● Written exercise
Exactly reproduce the line containing "Where can the screen" and all later lines to the end of the entries, leaving the pictures out of your copy.

[Stored dataset items]

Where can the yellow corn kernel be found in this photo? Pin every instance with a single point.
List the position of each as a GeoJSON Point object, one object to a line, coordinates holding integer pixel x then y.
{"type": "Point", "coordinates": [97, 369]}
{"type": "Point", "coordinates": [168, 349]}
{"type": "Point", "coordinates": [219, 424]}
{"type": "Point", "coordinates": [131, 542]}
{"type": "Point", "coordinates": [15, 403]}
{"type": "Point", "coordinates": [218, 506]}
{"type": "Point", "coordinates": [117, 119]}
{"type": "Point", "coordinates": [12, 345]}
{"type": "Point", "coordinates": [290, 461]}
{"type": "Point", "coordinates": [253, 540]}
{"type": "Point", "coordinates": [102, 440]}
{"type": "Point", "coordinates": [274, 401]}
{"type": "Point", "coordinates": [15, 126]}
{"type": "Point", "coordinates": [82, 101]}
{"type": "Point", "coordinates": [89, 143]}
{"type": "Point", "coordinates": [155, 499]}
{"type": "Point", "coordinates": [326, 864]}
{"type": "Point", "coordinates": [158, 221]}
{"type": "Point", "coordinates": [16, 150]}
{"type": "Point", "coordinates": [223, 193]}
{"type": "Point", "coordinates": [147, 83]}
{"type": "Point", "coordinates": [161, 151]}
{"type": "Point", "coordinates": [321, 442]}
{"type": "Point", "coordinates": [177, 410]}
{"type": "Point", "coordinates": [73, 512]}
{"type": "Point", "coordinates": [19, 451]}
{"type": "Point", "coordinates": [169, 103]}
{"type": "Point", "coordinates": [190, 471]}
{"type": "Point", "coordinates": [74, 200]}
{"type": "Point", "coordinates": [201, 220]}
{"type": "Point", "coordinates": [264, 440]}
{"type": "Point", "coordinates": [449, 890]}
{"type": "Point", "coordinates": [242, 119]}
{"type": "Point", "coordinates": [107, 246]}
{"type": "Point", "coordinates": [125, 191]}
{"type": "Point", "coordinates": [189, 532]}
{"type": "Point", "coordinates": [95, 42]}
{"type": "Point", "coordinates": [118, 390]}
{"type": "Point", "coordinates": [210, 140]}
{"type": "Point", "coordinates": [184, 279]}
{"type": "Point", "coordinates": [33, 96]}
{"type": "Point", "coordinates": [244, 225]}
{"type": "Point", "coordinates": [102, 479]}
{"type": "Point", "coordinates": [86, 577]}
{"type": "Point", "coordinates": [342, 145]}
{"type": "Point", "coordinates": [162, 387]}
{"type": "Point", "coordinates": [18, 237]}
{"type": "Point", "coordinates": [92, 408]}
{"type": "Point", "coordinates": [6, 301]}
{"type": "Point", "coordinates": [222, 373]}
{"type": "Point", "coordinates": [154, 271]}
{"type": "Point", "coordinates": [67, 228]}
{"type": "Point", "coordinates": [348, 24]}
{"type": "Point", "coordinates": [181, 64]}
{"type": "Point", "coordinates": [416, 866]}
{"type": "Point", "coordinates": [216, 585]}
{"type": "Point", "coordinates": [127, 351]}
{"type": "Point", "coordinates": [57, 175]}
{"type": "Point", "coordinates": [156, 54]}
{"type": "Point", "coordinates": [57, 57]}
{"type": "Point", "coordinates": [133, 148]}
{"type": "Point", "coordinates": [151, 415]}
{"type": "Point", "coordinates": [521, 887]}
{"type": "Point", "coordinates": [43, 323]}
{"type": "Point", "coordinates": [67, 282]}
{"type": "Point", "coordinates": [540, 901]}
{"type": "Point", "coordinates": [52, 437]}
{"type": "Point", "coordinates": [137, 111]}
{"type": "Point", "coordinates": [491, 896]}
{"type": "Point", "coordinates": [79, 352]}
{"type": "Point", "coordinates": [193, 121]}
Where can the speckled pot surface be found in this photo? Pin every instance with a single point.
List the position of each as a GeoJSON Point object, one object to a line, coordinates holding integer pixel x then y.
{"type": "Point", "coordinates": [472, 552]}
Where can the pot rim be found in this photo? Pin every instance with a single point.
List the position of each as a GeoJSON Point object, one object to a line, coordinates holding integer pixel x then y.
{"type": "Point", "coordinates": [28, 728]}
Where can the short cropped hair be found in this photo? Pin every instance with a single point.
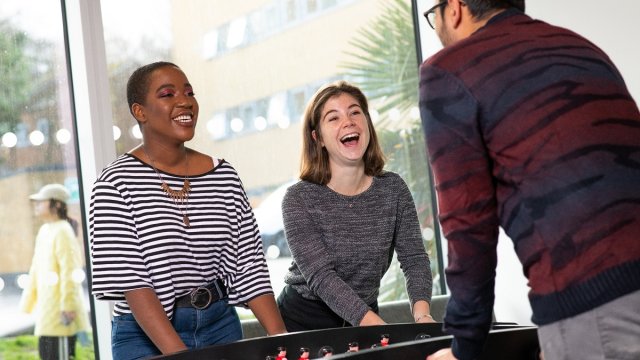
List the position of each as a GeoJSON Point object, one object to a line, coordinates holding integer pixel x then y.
{"type": "Point", "coordinates": [480, 8]}
{"type": "Point", "coordinates": [315, 158]}
{"type": "Point", "coordinates": [138, 83]}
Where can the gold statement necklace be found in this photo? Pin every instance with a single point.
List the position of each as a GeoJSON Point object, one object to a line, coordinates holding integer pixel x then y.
{"type": "Point", "coordinates": [179, 197]}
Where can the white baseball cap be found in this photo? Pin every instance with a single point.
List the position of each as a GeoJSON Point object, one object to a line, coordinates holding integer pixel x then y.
{"type": "Point", "coordinates": [52, 191]}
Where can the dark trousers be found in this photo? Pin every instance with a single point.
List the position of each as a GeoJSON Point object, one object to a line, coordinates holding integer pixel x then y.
{"type": "Point", "coordinates": [300, 314]}
{"type": "Point", "coordinates": [49, 347]}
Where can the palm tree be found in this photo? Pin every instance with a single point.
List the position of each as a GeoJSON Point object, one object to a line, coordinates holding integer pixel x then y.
{"type": "Point", "coordinates": [385, 67]}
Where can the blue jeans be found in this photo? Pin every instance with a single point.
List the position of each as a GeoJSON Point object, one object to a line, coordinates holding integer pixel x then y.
{"type": "Point", "coordinates": [217, 324]}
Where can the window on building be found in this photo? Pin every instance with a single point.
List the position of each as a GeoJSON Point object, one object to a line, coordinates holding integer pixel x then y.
{"type": "Point", "coordinates": [43, 253]}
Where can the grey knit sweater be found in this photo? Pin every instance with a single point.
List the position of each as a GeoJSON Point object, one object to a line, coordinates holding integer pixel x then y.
{"type": "Point", "coordinates": [343, 245]}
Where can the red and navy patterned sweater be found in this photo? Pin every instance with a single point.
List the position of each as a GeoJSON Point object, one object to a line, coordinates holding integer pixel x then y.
{"type": "Point", "coordinates": [531, 127]}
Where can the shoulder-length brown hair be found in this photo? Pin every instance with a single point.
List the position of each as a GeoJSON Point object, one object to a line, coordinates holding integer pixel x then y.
{"type": "Point", "coordinates": [315, 159]}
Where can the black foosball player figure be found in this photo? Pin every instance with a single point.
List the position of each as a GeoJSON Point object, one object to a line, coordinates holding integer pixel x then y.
{"type": "Point", "coordinates": [304, 354]}
{"type": "Point", "coordinates": [384, 339]}
{"type": "Point", "coordinates": [282, 353]}
{"type": "Point", "coordinates": [325, 351]}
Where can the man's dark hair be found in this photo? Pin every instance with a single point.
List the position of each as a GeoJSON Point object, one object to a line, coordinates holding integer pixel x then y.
{"type": "Point", "coordinates": [480, 8]}
{"type": "Point", "coordinates": [138, 84]}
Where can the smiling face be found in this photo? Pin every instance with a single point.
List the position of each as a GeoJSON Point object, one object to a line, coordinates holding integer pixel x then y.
{"type": "Point", "coordinates": [170, 109]}
{"type": "Point", "coordinates": [343, 130]}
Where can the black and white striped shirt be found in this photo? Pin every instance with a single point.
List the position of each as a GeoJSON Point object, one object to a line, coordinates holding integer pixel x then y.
{"type": "Point", "coordinates": [139, 240]}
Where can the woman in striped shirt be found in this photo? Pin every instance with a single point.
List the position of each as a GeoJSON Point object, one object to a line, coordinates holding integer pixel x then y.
{"type": "Point", "coordinates": [173, 238]}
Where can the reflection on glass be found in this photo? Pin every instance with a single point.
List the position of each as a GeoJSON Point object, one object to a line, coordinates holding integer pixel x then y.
{"type": "Point", "coordinates": [38, 148]}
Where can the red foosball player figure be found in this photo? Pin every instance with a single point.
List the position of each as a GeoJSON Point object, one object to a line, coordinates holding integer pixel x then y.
{"type": "Point", "coordinates": [282, 353]}
{"type": "Point", "coordinates": [384, 339]}
{"type": "Point", "coordinates": [304, 354]}
{"type": "Point", "coordinates": [325, 351]}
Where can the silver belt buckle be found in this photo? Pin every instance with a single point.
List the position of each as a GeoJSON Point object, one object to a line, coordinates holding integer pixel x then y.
{"type": "Point", "coordinates": [195, 294]}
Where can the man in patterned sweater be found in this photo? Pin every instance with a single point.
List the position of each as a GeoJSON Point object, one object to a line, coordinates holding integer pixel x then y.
{"type": "Point", "coordinates": [531, 127]}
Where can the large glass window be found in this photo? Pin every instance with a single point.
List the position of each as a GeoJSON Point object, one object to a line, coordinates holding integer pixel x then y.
{"type": "Point", "coordinates": [42, 264]}
{"type": "Point", "coordinates": [254, 66]}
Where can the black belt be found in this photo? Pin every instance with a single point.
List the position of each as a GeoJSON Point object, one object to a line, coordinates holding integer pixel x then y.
{"type": "Point", "coordinates": [203, 296]}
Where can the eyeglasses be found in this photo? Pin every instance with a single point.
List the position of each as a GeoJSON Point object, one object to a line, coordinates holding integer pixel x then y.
{"type": "Point", "coordinates": [430, 14]}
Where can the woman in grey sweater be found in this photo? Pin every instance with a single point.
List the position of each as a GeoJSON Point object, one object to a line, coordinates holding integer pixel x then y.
{"type": "Point", "coordinates": [344, 220]}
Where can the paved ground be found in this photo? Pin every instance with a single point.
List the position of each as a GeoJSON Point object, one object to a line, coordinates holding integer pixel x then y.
{"type": "Point", "coordinates": [15, 322]}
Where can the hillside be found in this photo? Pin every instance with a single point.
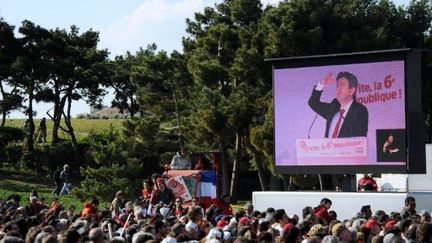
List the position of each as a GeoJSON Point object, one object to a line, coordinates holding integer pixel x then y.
{"type": "Point", "coordinates": [82, 127]}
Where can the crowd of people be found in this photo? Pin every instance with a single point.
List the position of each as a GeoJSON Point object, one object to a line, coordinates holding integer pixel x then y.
{"type": "Point", "coordinates": [159, 216]}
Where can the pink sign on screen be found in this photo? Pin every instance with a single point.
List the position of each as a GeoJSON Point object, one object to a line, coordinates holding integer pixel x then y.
{"type": "Point", "coordinates": [380, 90]}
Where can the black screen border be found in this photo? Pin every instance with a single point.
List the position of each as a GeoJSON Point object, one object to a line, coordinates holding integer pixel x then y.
{"type": "Point", "coordinates": [415, 126]}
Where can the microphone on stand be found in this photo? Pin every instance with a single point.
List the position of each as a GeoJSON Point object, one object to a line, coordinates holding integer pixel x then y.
{"type": "Point", "coordinates": [310, 128]}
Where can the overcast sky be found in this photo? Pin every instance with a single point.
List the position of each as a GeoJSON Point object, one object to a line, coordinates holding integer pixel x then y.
{"type": "Point", "coordinates": [123, 25]}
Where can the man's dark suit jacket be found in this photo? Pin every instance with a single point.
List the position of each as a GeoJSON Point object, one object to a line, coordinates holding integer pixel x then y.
{"type": "Point", "coordinates": [356, 120]}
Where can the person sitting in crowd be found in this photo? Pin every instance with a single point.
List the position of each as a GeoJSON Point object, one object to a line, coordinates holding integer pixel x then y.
{"type": "Point", "coordinates": [183, 222]}
{"type": "Point", "coordinates": [225, 205]}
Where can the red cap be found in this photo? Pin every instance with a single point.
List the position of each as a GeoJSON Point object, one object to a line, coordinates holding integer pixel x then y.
{"type": "Point", "coordinates": [371, 223]}
{"type": "Point", "coordinates": [390, 224]}
{"type": "Point", "coordinates": [243, 220]}
{"type": "Point", "coordinates": [222, 223]}
{"type": "Point", "coordinates": [287, 226]}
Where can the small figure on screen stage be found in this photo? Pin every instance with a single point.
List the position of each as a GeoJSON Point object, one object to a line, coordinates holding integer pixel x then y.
{"type": "Point", "coordinates": [345, 116]}
{"type": "Point", "coordinates": [181, 161]}
{"type": "Point", "coordinates": [389, 147]}
{"type": "Point", "coordinates": [367, 183]}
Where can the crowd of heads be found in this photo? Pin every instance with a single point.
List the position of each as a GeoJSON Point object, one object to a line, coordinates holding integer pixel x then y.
{"type": "Point", "coordinates": [144, 220]}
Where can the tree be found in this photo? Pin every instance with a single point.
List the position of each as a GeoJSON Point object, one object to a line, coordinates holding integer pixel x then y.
{"type": "Point", "coordinates": [224, 55]}
{"type": "Point", "coordinates": [29, 71]}
{"type": "Point", "coordinates": [124, 85]}
{"type": "Point", "coordinates": [9, 45]}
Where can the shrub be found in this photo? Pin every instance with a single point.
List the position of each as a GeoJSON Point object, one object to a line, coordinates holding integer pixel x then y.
{"type": "Point", "coordinates": [10, 134]}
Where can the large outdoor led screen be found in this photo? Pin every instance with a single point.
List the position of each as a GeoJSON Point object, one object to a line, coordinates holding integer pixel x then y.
{"type": "Point", "coordinates": [341, 116]}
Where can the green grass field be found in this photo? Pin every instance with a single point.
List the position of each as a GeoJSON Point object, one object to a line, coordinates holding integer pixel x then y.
{"type": "Point", "coordinates": [82, 127]}
{"type": "Point", "coordinates": [23, 182]}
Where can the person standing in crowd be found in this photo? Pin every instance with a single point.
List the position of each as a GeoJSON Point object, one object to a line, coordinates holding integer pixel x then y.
{"type": "Point", "coordinates": [57, 181]}
{"type": "Point", "coordinates": [115, 206]}
{"type": "Point", "coordinates": [147, 190]}
{"type": "Point", "coordinates": [321, 211]}
{"type": "Point", "coordinates": [90, 208]}
{"type": "Point", "coordinates": [366, 212]}
{"type": "Point", "coordinates": [225, 205]}
{"type": "Point", "coordinates": [65, 177]}
{"type": "Point", "coordinates": [181, 161]}
{"type": "Point", "coordinates": [42, 131]}
{"type": "Point", "coordinates": [163, 195]}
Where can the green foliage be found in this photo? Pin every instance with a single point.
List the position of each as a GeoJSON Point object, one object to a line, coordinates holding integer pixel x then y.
{"type": "Point", "coordinates": [11, 154]}
{"type": "Point", "coordinates": [60, 154]}
{"type": "Point", "coordinates": [11, 134]}
{"type": "Point", "coordinates": [104, 182]}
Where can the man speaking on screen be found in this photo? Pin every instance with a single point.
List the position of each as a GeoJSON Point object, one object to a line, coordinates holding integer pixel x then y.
{"type": "Point", "coordinates": [344, 115]}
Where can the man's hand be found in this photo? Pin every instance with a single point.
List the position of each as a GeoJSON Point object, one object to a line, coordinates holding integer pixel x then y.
{"type": "Point", "coordinates": [328, 78]}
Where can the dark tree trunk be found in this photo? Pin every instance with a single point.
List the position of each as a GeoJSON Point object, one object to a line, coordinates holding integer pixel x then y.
{"type": "Point", "coordinates": [262, 175]}
{"type": "Point", "coordinates": [225, 168]}
{"type": "Point", "coordinates": [233, 190]}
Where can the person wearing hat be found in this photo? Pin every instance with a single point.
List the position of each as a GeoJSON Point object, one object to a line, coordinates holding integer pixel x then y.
{"type": "Point", "coordinates": [281, 220]}
{"type": "Point", "coordinates": [342, 232]}
{"type": "Point", "coordinates": [366, 212]}
{"type": "Point", "coordinates": [115, 206]}
{"type": "Point", "coordinates": [181, 161]}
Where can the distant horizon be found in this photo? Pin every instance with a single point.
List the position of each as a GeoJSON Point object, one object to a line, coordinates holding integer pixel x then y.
{"type": "Point", "coordinates": [123, 26]}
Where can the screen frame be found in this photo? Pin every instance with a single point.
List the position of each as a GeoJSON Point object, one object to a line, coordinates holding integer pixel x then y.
{"type": "Point", "coordinates": [414, 118]}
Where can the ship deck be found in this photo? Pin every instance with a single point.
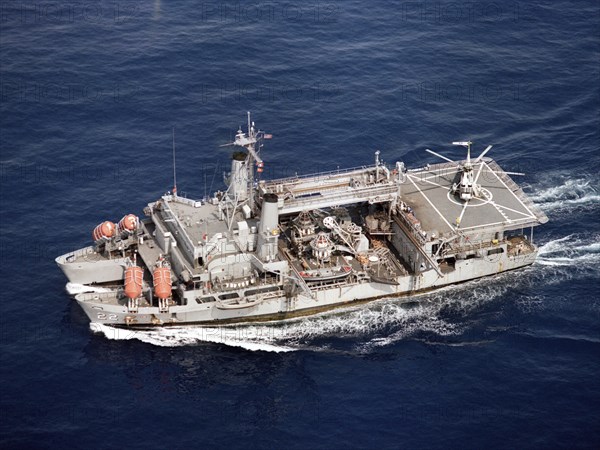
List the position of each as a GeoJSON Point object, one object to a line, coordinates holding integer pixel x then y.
{"type": "Point", "coordinates": [504, 206]}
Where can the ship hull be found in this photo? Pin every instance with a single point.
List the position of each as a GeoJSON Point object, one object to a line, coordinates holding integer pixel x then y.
{"type": "Point", "coordinates": [282, 308]}
{"type": "Point", "coordinates": [84, 266]}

● Result below
Where can the screen frame be found in this photo? Pin every instance with a single point.
List the position of each as a GeoJSON Point object, one object to a line, coordinates holding integer pixel x then y.
{"type": "Point", "coordinates": [414, 118]}
Where can the ship deck be found in this photo? Pin every instance with a single point.
List the position of each as a GeoJSON Point object, one object to a line, coordinates holding integer pixel x then y.
{"type": "Point", "coordinates": [504, 206]}
Where can the ship hull be found in this photo? Pin every instance with a single point.
List the position of each as a GeoJSON Point object, one object to a line, coordinates holding integer pixel x then y.
{"type": "Point", "coordinates": [282, 308]}
{"type": "Point", "coordinates": [84, 266]}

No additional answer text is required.